## [Tasks to carry out]
1 - Could you quote the regression notebook word for word, starting at "After using RandomizedSearchCV" and ending at "from 14 to 13."?
2 - Can you continue the regression notebook from the point where it stops?

## [Article]
(begin)
We have used RandomizedSearchCV in Random Forest since we have huge dataset and it is good for huge and complex models where we just want to select random parameters from the bag of parameters. It reduces the processing and training time by taking the random subsets of the provided parameters wihout compromising the accuracy of the model.

Have you seen any improvement? Note down the improvement with updates Evaluation metric Score Chart.¶

After using RandomizedSearchCV with different hyperparameters we saw that their is not much significant improvement observed. Although MSE on test dataset has been reduced from 14 to 13.

ML Model - 4 - LightGBM Regression¶

LightGBM Regression

In [189]:
# import the regressor
from lightgbm import LGBMRegressor
  
# create a regressor object
lgbmR = LGBMRegressor(boosting_type='gbdt', max_depth=120, learning_rate=0.1, n_estimators=500,  n_jobs=-1) 
  
# fit the regressor with X and Y data
lgbmR.fit(x_train, y_train)

# predict the model
y_train_lgbmR_pred= lgbmR.predict(x_train)
y_test_lgbmrR_pred= lgbmR.predict(x_test)
[LightGBM] [Info] Auto-choosing row-wise multi-threading, the overhead of testing was 0.145220 seconds.
You can set `force_row_wise=true` to remove the overhead.
And if memory is not enough, you can set `force_col_wise=true`.
[LightGBM] [Info] Total Bins 754
[LightGBM] [Info] Number of data points in the train set: 675470, number of used features: 15
[LightGBM] [Info] Start training from score 80.193247
time: 50.8 s (started: 2024-09-08 08:39:54 +00:00)
In [190]:
# Calculating Regression Metrics using RandomForestRegressor
regression_metrics(y_train, y_train_lgbmR_pred, y_test, y_test_lgbmrR_pred)
--------------------------------------------------
MAE on train is: 2.91304873439038
MAE on test is: 2.9392378837783384
--------------------------------------------------
MSE on train is: 15.688779171172214
MSE on test is: 16.072587498890375
--------------------------------------------------
RMSE on train is: 3.960906357283925
RMSE on test is: 4.009063169730601
--------------------------------------------------
MAPE on train is: 3.5941393883473514  %
MAPE on test is: 3.624929481469822  %
--------------------------------------------------
R2 on train is: 0.9286437528497654
R2 on test is: 0.9271264344101798
--------------------------------------------------
Accuracy of train is: 96.40586061165264  %
Accuracy of test is: 96.37507051853018  %
--------------------------------------------------
time: 235 ms (started: 2024-09-08 08:40:45 +00:00)
(end)
Extracted records:
(begin)
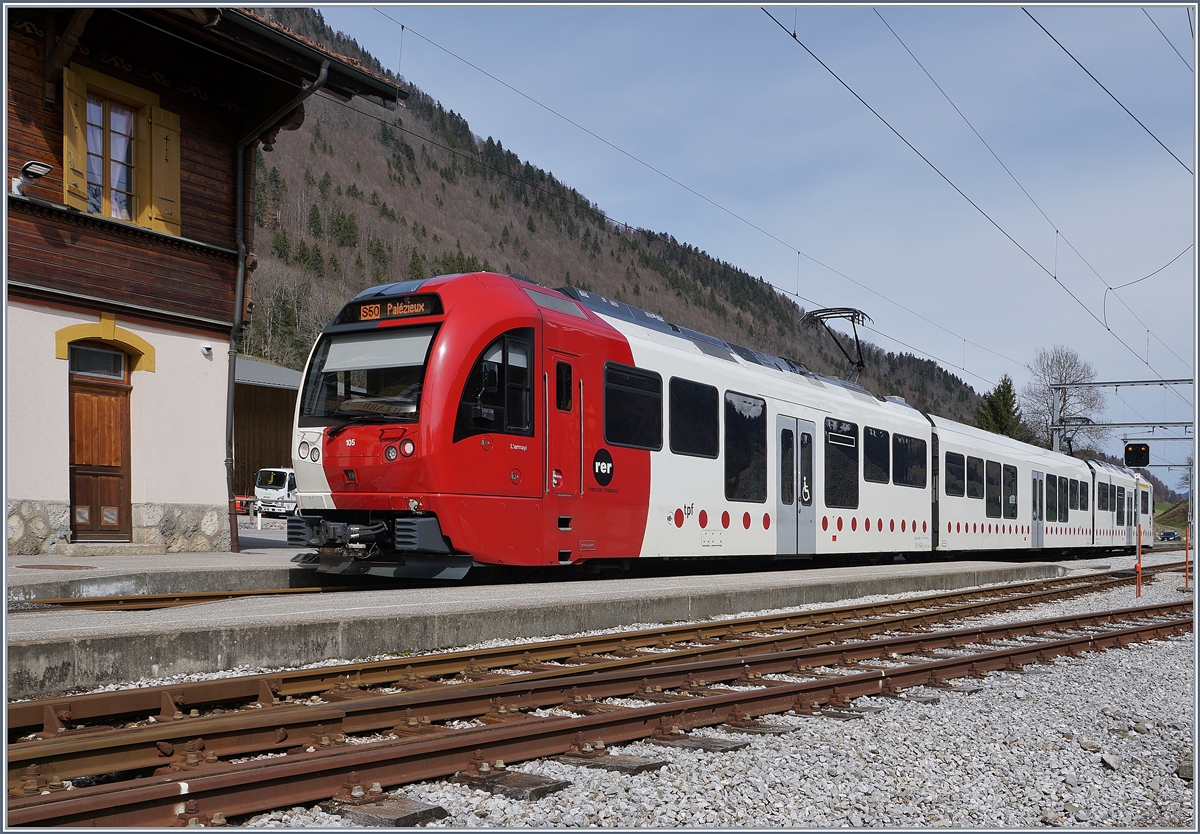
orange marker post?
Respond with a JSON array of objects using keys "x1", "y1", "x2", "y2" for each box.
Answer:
[{"x1": 1134, "y1": 524, "x2": 1141, "y2": 599}]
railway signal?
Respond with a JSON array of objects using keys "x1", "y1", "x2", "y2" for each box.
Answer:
[{"x1": 1126, "y1": 443, "x2": 1150, "y2": 469}]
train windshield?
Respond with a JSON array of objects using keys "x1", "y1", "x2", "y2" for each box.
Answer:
[{"x1": 300, "y1": 328, "x2": 436, "y2": 426}]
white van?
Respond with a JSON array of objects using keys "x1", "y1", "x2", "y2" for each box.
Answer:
[{"x1": 254, "y1": 469, "x2": 296, "y2": 516}]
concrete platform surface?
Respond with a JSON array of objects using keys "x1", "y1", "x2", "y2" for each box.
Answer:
[{"x1": 6, "y1": 547, "x2": 1070, "y2": 698}]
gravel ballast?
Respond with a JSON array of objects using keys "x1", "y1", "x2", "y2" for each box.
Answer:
[{"x1": 242, "y1": 554, "x2": 1196, "y2": 829}]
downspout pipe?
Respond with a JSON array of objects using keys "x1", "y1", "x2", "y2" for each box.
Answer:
[{"x1": 226, "y1": 60, "x2": 329, "y2": 553}]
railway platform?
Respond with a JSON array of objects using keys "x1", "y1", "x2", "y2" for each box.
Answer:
[{"x1": 6, "y1": 530, "x2": 1105, "y2": 698}]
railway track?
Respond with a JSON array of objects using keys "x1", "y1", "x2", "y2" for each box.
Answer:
[
  {"x1": 8, "y1": 601, "x2": 1192, "y2": 826},
  {"x1": 8, "y1": 566, "x2": 1190, "y2": 824},
  {"x1": 7, "y1": 563, "x2": 1182, "y2": 743}
]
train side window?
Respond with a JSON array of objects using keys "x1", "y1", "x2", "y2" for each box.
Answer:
[
  {"x1": 779, "y1": 428, "x2": 796, "y2": 506},
  {"x1": 984, "y1": 461, "x2": 1001, "y2": 518},
  {"x1": 604, "y1": 362, "x2": 662, "y2": 451},
  {"x1": 554, "y1": 362, "x2": 572, "y2": 412},
  {"x1": 454, "y1": 328, "x2": 533, "y2": 443},
  {"x1": 725, "y1": 391, "x2": 767, "y2": 504},
  {"x1": 826, "y1": 418, "x2": 858, "y2": 510},
  {"x1": 967, "y1": 457, "x2": 983, "y2": 498},
  {"x1": 892, "y1": 434, "x2": 929, "y2": 490},
  {"x1": 670, "y1": 377, "x2": 721, "y2": 457},
  {"x1": 863, "y1": 426, "x2": 889, "y2": 484},
  {"x1": 1003, "y1": 463, "x2": 1016, "y2": 518},
  {"x1": 504, "y1": 340, "x2": 533, "y2": 434},
  {"x1": 800, "y1": 432, "x2": 812, "y2": 506},
  {"x1": 946, "y1": 451, "x2": 967, "y2": 498}
]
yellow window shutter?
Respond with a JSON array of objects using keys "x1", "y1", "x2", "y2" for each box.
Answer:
[
  {"x1": 150, "y1": 107, "x2": 180, "y2": 235},
  {"x1": 62, "y1": 67, "x2": 88, "y2": 211}
]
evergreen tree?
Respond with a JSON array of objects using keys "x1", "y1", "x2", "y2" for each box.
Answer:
[
  {"x1": 308, "y1": 203, "x2": 325, "y2": 238},
  {"x1": 271, "y1": 229, "x2": 292, "y2": 263},
  {"x1": 974, "y1": 373, "x2": 1036, "y2": 443}
]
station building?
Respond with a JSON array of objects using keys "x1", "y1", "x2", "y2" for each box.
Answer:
[{"x1": 5, "y1": 6, "x2": 407, "y2": 556}]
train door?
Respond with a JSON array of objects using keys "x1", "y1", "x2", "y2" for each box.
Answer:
[
  {"x1": 1030, "y1": 472, "x2": 1045, "y2": 550},
  {"x1": 542, "y1": 325, "x2": 583, "y2": 564},
  {"x1": 1126, "y1": 490, "x2": 1138, "y2": 547},
  {"x1": 775, "y1": 414, "x2": 817, "y2": 556}
]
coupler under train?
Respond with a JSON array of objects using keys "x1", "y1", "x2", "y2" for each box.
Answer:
[{"x1": 288, "y1": 515, "x2": 474, "y2": 580}]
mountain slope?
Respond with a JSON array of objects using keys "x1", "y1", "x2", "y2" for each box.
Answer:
[{"x1": 241, "y1": 8, "x2": 978, "y2": 422}]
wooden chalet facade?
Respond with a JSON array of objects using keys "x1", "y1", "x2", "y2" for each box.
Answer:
[{"x1": 5, "y1": 6, "x2": 406, "y2": 556}]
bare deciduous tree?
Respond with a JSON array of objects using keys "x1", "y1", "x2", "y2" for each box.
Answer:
[{"x1": 1021, "y1": 344, "x2": 1110, "y2": 449}]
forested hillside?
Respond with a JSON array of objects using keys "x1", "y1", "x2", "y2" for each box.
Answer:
[{"x1": 240, "y1": 8, "x2": 978, "y2": 422}]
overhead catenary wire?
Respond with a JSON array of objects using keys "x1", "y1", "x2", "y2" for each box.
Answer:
[
  {"x1": 362, "y1": 7, "x2": 1024, "y2": 367},
  {"x1": 1021, "y1": 6, "x2": 1192, "y2": 174},
  {"x1": 760, "y1": 7, "x2": 1195, "y2": 403},
  {"x1": 317, "y1": 92, "x2": 996, "y2": 388},
  {"x1": 1141, "y1": 6, "x2": 1192, "y2": 72},
  {"x1": 872, "y1": 8, "x2": 1193, "y2": 404}
]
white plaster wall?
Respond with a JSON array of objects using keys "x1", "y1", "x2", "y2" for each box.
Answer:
[
  {"x1": 5, "y1": 302, "x2": 229, "y2": 504},
  {"x1": 4, "y1": 302, "x2": 72, "y2": 504},
  {"x1": 116, "y1": 316, "x2": 229, "y2": 504}
]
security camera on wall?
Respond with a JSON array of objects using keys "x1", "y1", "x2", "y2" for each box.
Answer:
[{"x1": 12, "y1": 162, "x2": 54, "y2": 197}]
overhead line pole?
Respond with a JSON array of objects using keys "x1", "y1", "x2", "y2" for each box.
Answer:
[{"x1": 1048, "y1": 379, "x2": 1194, "y2": 451}]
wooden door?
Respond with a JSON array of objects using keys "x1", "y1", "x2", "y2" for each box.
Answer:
[{"x1": 70, "y1": 348, "x2": 133, "y2": 541}]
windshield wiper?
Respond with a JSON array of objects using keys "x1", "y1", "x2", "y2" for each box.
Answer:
[{"x1": 328, "y1": 414, "x2": 396, "y2": 440}]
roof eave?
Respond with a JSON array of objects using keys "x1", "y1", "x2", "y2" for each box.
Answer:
[{"x1": 214, "y1": 8, "x2": 408, "y2": 102}]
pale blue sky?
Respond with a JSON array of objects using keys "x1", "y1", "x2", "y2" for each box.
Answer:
[{"x1": 322, "y1": 6, "x2": 1196, "y2": 472}]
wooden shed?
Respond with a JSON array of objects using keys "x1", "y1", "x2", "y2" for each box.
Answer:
[{"x1": 233, "y1": 356, "x2": 301, "y2": 496}]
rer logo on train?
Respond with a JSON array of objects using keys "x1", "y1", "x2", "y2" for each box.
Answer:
[{"x1": 592, "y1": 449, "x2": 612, "y2": 486}]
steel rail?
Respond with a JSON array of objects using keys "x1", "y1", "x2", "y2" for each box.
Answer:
[
  {"x1": 8, "y1": 617, "x2": 1193, "y2": 827},
  {"x1": 7, "y1": 565, "x2": 1174, "y2": 739},
  {"x1": 8, "y1": 601, "x2": 1192, "y2": 791}
]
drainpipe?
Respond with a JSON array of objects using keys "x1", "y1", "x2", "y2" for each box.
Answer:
[{"x1": 226, "y1": 60, "x2": 329, "y2": 553}]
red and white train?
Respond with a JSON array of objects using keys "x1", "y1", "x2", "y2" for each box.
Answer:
[{"x1": 288, "y1": 272, "x2": 1153, "y2": 578}]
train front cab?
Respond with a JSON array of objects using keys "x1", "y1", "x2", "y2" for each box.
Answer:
[{"x1": 289, "y1": 274, "x2": 649, "y2": 578}]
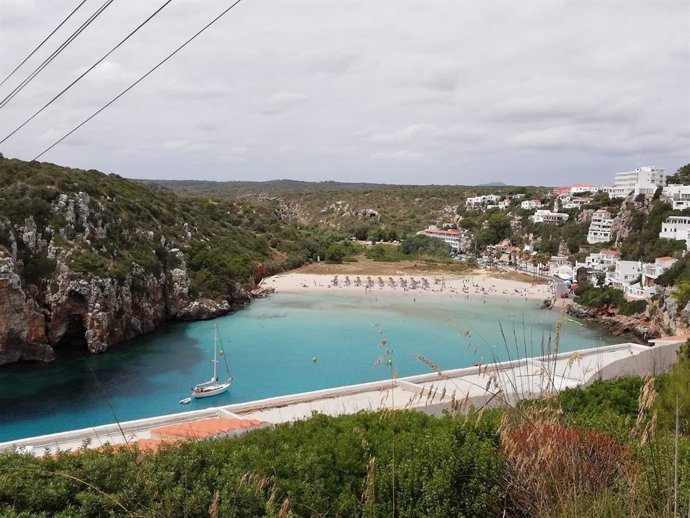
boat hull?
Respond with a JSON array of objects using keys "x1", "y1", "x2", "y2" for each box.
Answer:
[{"x1": 191, "y1": 383, "x2": 232, "y2": 399}]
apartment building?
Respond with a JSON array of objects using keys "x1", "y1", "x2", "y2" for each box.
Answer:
[
  {"x1": 661, "y1": 185, "x2": 690, "y2": 210},
  {"x1": 417, "y1": 225, "x2": 462, "y2": 252},
  {"x1": 530, "y1": 210, "x2": 569, "y2": 223},
  {"x1": 609, "y1": 166, "x2": 666, "y2": 198},
  {"x1": 659, "y1": 216, "x2": 690, "y2": 246},
  {"x1": 587, "y1": 209, "x2": 613, "y2": 245}
]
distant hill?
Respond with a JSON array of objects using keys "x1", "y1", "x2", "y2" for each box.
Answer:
[{"x1": 147, "y1": 180, "x2": 547, "y2": 239}]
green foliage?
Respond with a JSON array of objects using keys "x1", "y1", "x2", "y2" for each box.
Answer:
[
  {"x1": 22, "y1": 254, "x2": 57, "y2": 285},
  {"x1": 0, "y1": 378, "x2": 690, "y2": 518},
  {"x1": 477, "y1": 214, "x2": 511, "y2": 247},
  {"x1": 364, "y1": 243, "x2": 405, "y2": 263},
  {"x1": 657, "y1": 341, "x2": 690, "y2": 435},
  {"x1": 0, "y1": 412, "x2": 503, "y2": 518},
  {"x1": 575, "y1": 285, "x2": 647, "y2": 315},
  {"x1": 671, "y1": 281, "x2": 690, "y2": 308},
  {"x1": 400, "y1": 235, "x2": 450, "y2": 257},
  {"x1": 326, "y1": 243, "x2": 346, "y2": 264}
]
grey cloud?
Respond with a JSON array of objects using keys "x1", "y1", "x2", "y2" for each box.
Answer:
[
  {"x1": 0, "y1": 0, "x2": 690, "y2": 183},
  {"x1": 259, "y1": 92, "x2": 307, "y2": 115}
]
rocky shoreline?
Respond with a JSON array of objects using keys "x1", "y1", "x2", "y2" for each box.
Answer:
[{"x1": 566, "y1": 302, "x2": 674, "y2": 342}]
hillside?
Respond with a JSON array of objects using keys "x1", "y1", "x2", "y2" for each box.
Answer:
[
  {"x1": 0, "y1": 156, "x2": 289, "y2": 364},
  {"x1": 151, "y1": 180, "x2": 549, "y2": 241}
]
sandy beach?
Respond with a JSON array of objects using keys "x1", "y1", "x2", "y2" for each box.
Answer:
[{"x1": 261, "y1": 272, "x2": 553, "y2": 301}]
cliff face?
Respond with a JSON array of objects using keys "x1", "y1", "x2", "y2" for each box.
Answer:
[
  {"x1": 0, "y1": 158, "x2": 270, "y2": 364},
  {"x1": 0, "y1": 219, "x2": 249, "y2": 364},
  {"x1": 568, "y1": 289, "x2": 690, "y2": 346}
]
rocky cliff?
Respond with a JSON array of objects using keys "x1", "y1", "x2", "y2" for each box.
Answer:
[{"x1": 0, "y1": 159, "x2": 270, "y2": 364}]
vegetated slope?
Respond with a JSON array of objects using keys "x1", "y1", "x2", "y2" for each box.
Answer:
[
  {"x1": 150, "y1": 180, "x2": 548, "y2": 240},
  {"x1": 5, "y1": 368, "x2": 690, "y2": 518},
  {"x1": 0, "y1": 155, "x2": 284, "y2": 364}
]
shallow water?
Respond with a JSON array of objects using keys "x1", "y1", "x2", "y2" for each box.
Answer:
[{"x1": 0, "y1": 291, "x2": 622, "y2": 442}]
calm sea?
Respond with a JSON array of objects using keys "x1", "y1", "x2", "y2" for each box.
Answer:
[{"x1": 0, "y1": 291, "x2": 622, "y2": 442}]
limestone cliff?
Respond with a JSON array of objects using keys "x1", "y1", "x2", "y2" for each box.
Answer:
[{"x1": 0, "y1": 157, "x2": 270, "y2": 364}]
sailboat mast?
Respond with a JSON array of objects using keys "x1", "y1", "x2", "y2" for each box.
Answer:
[{"x1": 213, "y1": 325, "x2": 218, "y2": 380}]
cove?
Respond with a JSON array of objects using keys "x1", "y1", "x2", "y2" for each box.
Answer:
[{"x1": 0, "y1": 292, "x2": 621, "y2": 442}]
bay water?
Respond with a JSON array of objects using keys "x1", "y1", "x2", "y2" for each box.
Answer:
[{"x1": 0, "y1": 290, "x2": 623, "y2": 442}]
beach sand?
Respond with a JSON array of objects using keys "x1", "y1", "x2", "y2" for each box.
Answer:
[{"x1": 261, "y1": 272, "x2": 553, "y2": 301}]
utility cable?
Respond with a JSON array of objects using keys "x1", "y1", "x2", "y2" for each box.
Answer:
[
  {"x1": 0, "y1": 0, "x2": 86, "y2": 86},
  {"x1": 31, "y1": 0, "x2": 247, "y2": 162},
  {"x1": 0, "y1": 0, "x2": 115, "y2": 109},
  {"x1": 0, "y1": 0, "x2": 172, "y2": 144}
]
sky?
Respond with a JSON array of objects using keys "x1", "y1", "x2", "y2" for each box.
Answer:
[{"x1": 0, "y1": 0, "x2": 690, "y2": 185}]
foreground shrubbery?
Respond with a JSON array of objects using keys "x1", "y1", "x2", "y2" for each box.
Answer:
[{"x1": 0, "y1": 358, "x2": 690, "y2": 518}]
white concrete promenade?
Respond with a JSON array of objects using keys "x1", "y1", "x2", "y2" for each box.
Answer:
[{"x1": 0, "y1": 340, "x2": 682, "y2": 455}]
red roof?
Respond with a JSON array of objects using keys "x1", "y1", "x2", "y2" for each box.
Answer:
[
  {"x1": 424, "y1": 228, "x2": 460, "y2": 236},
  {"x1": 151, "y1": 417, "x2": 269, "y2": 440}
]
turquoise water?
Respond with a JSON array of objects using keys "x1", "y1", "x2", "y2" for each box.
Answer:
[{"x1": 0, "y1": 292, "x2": 621, "y2": 442}]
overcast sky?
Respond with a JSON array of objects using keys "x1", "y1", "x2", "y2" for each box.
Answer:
[{"x1": 0, "y1": 0, "x2": 690, "y2": 185}]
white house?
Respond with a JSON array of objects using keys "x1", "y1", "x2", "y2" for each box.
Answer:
[
  {"x1": 642, "y1": 257, "x2": 678, "y2": 286},
  {"x1": 563, "y1": 198, "x2": 592, "y2": 209},
  {"x1": 585, "y1": 248, "x2": 621, "y2": 272},
  {"x1": 465, "y1": 194, "x2": 501, "y2": 209},
  {"x1": 520, "y1": 199, "x2": 541, "y2": 210},
  {"x1": 661, "y1": 185, "x2": 690, "y2": 210},
  {"x1": 609, "y1": 166, "x2": 666, "y2": 198},
  {"x1": 530, "y1": 210, "x2": 569, "y2": 223},
  {"x1": 570, "y1": 183, "x2": 608, "y2": 194},
  {"x1": 587, "y1": 209, "x2": 613, "y2": 245},
  {"x1": 417, "y1": 225, "x2": 462, "y2": 251},
  {"x1": 659, "y1": 216, "x2": 690, "y2": 245},
  {"x1": 606, "y1": 261, "x2": 642, "y2": 292}
]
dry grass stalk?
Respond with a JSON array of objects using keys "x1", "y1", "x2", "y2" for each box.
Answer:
[
  {"x1": 502, "y1": 418, "x2": 628, "y2": 517},
  {"x1": 208, "y1": 490, "x2": 220, "y2": 518}
]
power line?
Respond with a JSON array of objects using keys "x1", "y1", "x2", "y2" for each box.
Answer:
[
  {"x1": 0, "y1": 0, "x2": 115, "y2": 109},
  {"x1": 0, "y1": 0, "x2": 86, "y2": 86},
  {"x1": 0, "y1": 0, "x2": 172, "y2": 144},
  {"x1": 31, "y1": 0, "x2": 242, "y2": 162}
]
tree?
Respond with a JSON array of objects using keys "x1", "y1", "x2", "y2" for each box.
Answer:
[
  {"x1": 326, "y1": 243, "x2": 345, "y2": 263},
  {"x1": 671, "y1": 281, "x2": 690, "y2": 308}
]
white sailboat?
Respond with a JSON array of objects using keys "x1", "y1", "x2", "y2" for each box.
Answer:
[{"x1": 190, "y1": 326, "x2": 232, "y2": 399}]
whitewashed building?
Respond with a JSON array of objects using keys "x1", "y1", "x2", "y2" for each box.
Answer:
[
  {"x1": 520, "y1": 199, "x2": 541, "y2": 210},
  {"x1": 609, "y1": 166, "x2": 666, "y2": 198},
  {"x1": 661, "y1": 185, "x2": 690, "y2": 210},
  {"x1": 578, "y1": 248, "x2": 621, "y2": 272},
  {"x1": 659, "y1": 216, "x2": 690, "y2": 246},
  {"x1": 563, "y1": 197, "x2": 592, "y2": 209},
  {"x1": 530, "y1": 210, "x2": 569, "y2": 223},
  {"x1": 606, "y1": 261, "x2": 642, "y2": 292},
  {"x1": 642, "y1": 256, "x2": 678, "y2": 286},
  {"x1": 570, "y1": 183, "x2": 610, "y2": 194},
  {"x1": 417, "y1": 225, "x2": 462, "y2": 252},
  {"x1": 587, "y1": 209, "x2": 613, "y2": 245},
  {"x1": 465, "y1": 194, "x2": 501, "y2": 209}
]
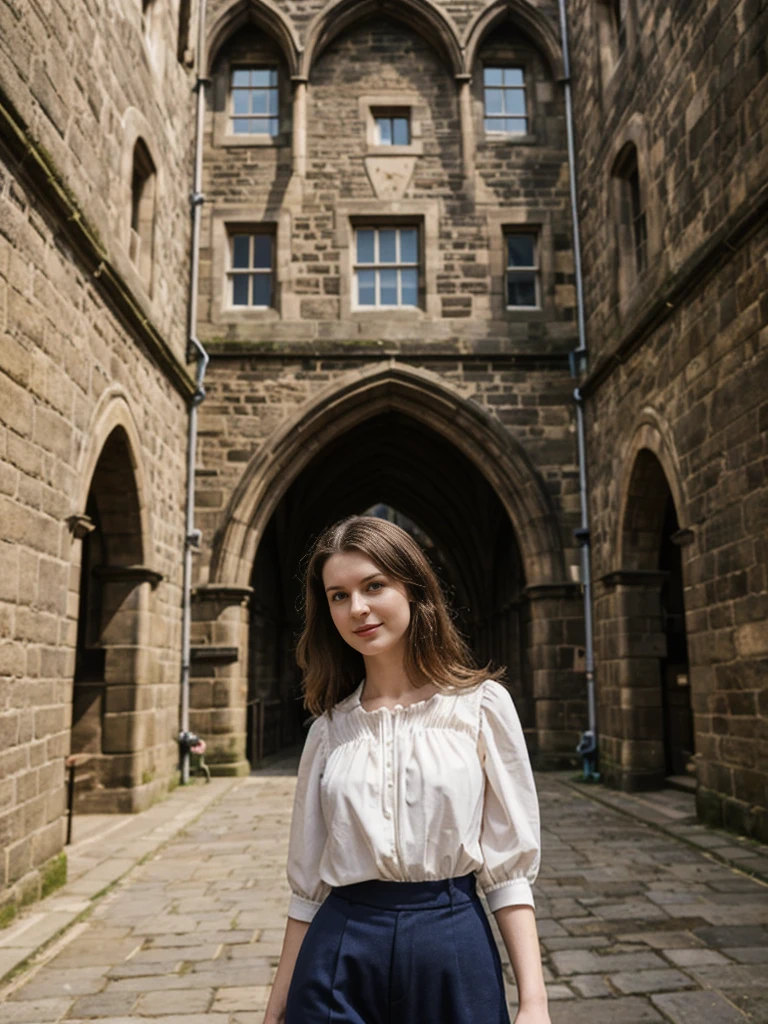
(end)
## [Task answers]
1 -
After using RandomizedSearchCV with different hyperparameters we saw that their is not much significant improvement observed. Although MSE on test dataset has been reduced from 14 to 13.

2 -
1. Explain the ML Model used and it's performance using Evaluation metric Score Chart.¶

In [191]:
# Visualizing evaluation Metric Score chart
# Calculating residuals
y_test_lgbmrR_pred= y_test_lgbmrR_pred.reshape(-1,1)
residuals_LGBM = y_test - y_test_lgbmrR_pred
Mean= round(np.mean(residuals_LGBM),2)
Median= round(np.median(residuals_LGBM),2)

# Plot residuals
plt.figure(figsize=(15,8))
plt.scatter(y_test, residuals_DT, c="gold")
plt.title("Residual Plot for Metric Evaluation")
plt.xlabel('Predicted Sales')
plt.ylabel('Residual Error')

# Add horizontal line at mean value of y
plt.axhline(y=np.nanmean(residuals_LGBM), color='red', linestyle='--', label=Mean)
plt.axhline(y=np.nanmedian(residuals_LGBM), color='green', linestyle='--', label=Median)
plt.legend()

plt.show()
No description has been provided for this image
time: 9.38 s (started: 2024-09-08 08:40:46 +00:00)

LightGBM is the lighter version of GBM. It has more faster and accurate than other popular gradient boosting libraries such as XGBoost on several datasets. We want to check if our accuracy score can be improved further, so we have tried implimenting LightGBM in order to achieve more accurate results.

We saw that with the help of LightGBM we are able to capture 92% of the Variance of the dependent varibale with the help of independent variables(r2 score) for testing dataset and achieved 96% accuracy. Also we are getting MAPE of 3% which is similar as Random Forest.

By plotting the residual plot we are getting Mean=0.02 and Median=-0.12 and it denotes that residuals are close to normal distribution.

We have further checked the performance metrics by hyperparameter tuning of LightGBM.

2. Cross- Validation & Hyperparameter Tuning¶

LightGBM with RandomizedSearchCV

In [192]:
# import ridge regression from sklearn library and RandomizedSearchCV
from sklearn.model_selection import RandomizedSearchCV

# Creating XGBoost instance
lgbm= LGBMRegressor()

# Defining parameters
parameters={"learning_rate":[0.01,0.1],"max_depth":[120,125,150],"n_estimators":[500,600]}

# Train the model
lgbm_rand_R= RandomizedSearchCV(lgbm,parameters,scoring='neg_mean_squared_error',n_jobs=-1,cv=3,verbose=3)
lgbm_rand_R.fit(x_train,y_train)

# Predict the output
y_train_rand_lgbm_pred = lgbm_rand_R.predict(x_train)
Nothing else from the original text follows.